I've read "Macunaíma" in Portuguese several times and while it is written to be rather vernacular, it's definitely Portuguese.

The fact that Brazilians tend to always place the pronoun before the verb, always use "você," have a different accent and have a lot of Tupi and African-influenced words is not a good enough argument to prove that the language spoken in Brazil isn't Portuguese.

People from Portugal have no trouble understanding the vast majority of Brazilians. Why? Because they speak Portuguese....plain and simple.
Vitaminada   Sunday, February 06, 2005, 14:22 GMT
Yeah, but we Brazilians do not understand Portuguese from Portugal, therefore, all Portuguese movies and soap operas must be dubbed into Brazilian Portuguese and/or subtitled when shown in Brazil.

a) Spoken Brazilian Portuguese does not use clitics O, A, OS, AS (him, her, them), subject pronouns are preferred:

I see him

1. Vi-o (in European Portuguese)
2. Eu vi ele (in spoken Brazilian Portuguese)

(No Brazilian will say Vi-o (or O vi) no matter how educated he/she is...EU VI ELE is as acceptable as IT'S ME (instead of IT IS I) in spoken English)

b) Spoken Brazilian Portuguese prefers EM (=into, in) with verbs of moment, while European Portuguese uses A (=to) only)

I came home:

1. Cheguei a casa (in European Portuguese)
2. Eu cheguei em casa (in spoken Brazilian Portuguese)

I arrived in Canada

1. Cheguei ao Canadá (in European Portuguese)
2. Eu cheguei no Canadá (in spoken Brazilian Portuguese)

(CHEGAR A is used in Brazilian Portuguese as well, but only when it means TO REACH, not to mean TO ARRIVE).

c) Spoken Brazilian Portuguese uses only the verb TER for existing purposes (THERE IS/ THERE ARE In English):

there is

1. há (in European Portuguese)
2. tem (in spoken Brazilian Portuguese)

there are cool girls on this bus:

1. há raparigas giras neste autocarro (in European Portuguese)
2. tem garotas legais nesse ônibus (in Brazilian Portuguese)

d) spoken Brazilian Portuguese is not a pro-drop language, unlike European Portuguese, Italian and Spanish, that is,we ALWAYS (or in 99 % of cases) use subject pronouns with the verb:

Eu sei = I know.
----------------------------------------
* **Problems to solve**
- a) Translate into French this sentence from the text on Brazilian and European Portuguese: "People from Portugal have no trouble understanding the vast majority of Brazilians."
- b) Proceed with the text on Brazilian and European Portuguese, picking up immediately after its final line.

* **Provided records**
----------------------------------------
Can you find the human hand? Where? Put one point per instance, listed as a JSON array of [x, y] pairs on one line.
----------------------------------------
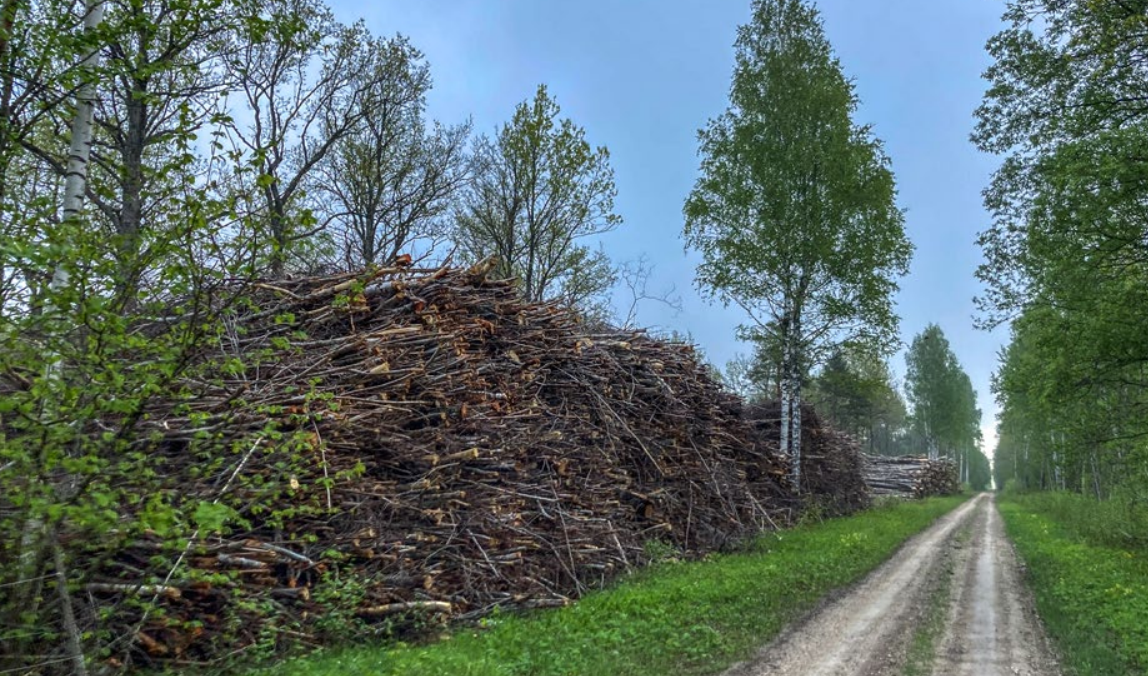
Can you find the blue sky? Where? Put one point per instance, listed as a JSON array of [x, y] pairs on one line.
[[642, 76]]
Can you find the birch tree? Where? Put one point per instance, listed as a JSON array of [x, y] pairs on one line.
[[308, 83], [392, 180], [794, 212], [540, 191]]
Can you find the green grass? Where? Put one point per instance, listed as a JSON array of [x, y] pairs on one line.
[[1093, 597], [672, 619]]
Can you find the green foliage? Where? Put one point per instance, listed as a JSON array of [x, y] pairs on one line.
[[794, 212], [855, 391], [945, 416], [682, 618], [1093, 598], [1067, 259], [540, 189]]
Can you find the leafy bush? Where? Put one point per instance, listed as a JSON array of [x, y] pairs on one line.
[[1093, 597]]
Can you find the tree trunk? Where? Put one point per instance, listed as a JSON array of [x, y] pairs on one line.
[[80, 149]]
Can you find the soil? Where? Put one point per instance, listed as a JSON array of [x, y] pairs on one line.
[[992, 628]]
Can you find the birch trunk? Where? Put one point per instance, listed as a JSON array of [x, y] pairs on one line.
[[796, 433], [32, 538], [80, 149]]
----------------------------------------
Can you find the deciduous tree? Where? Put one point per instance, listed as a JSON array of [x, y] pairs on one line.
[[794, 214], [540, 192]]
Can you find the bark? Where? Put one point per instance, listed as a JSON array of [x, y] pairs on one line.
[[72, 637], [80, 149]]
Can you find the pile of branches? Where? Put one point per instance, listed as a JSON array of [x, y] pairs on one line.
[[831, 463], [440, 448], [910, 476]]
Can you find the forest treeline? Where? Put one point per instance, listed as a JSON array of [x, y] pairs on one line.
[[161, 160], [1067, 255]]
----------------------------------------
* **Responses to the exercise**
- a) Les habitants du Portugal n'ont aucune difficulté à comprendre la grande majorité des Brésiliens.

- b)
Eu vi ela. = I saw her.
Nós conhecemos ele. = We got to meeet him.
A gente está cansado. = We're tired.
Ela ama ele. = She loves him.

e) spoken Brazilian Portuguese does not uses clitic LHE or LHES, we
use analitic forms like: pra você (=to you), pra ele (= to him), pra ela
(=to her), pra eles (= to them), pra você (= to you all):

I called her, I phoned her:

Telefonei-lhe (European Portuguese)
Eu liguei pra ela, Eu telefonei pra ela (spoken European Portuguese)

I gave you that:

Dei-to (European Portuguese).
Eu dei isso pra você (Spoken Brazilian Portuguese)

They called her and told her everything:

Chamaram-na e disseram-lhe tudo (European Portuguese).
(Eles) chamaram ela e falaram tudo pra ela. (Spoken Brazilian

I will help you, if you tell me the truth:

Ajudar-te-ei, se me disseres a verdade. (European Portuguese)
Eu vou ajudar você, se você falar verdade pra mim (Spoken Brazilian

Speak up:

Diz lá! or Diz-mo! (European Portuguese)
Diga aí or Fale logo! (Brazilian Portuguese)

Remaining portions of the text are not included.